» Exercise instructions
Copy each of the following lines exactly as it appears, keeping the same order.

***** Data provided

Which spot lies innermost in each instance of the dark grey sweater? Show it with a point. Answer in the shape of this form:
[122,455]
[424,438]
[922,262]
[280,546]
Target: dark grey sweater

**********

» Completed task
Which spot lies innermost in each instance of the dark grey sweater? Show it with a point. Answer in the shape of this form:
[122,455]
[424,438]
[922,262]
[280,546]
Target: dark grey sweater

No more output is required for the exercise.